DATASET ROWS |
"""
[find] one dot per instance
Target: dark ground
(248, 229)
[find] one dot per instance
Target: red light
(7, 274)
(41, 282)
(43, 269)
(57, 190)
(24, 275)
"""
STATED GOAL | Please revise the rows above so that "Target" becomes "Object" everywhere, keeping everything else the same.

SOLUTION TO THIS EXERCISE |
[find] one dot per instance
Object: dark ground
(248, 229)
[find] one dot per instance
Object: red light
(7, 274)
(41, 282)
(43, 269)
(57, 190)
(24, 275)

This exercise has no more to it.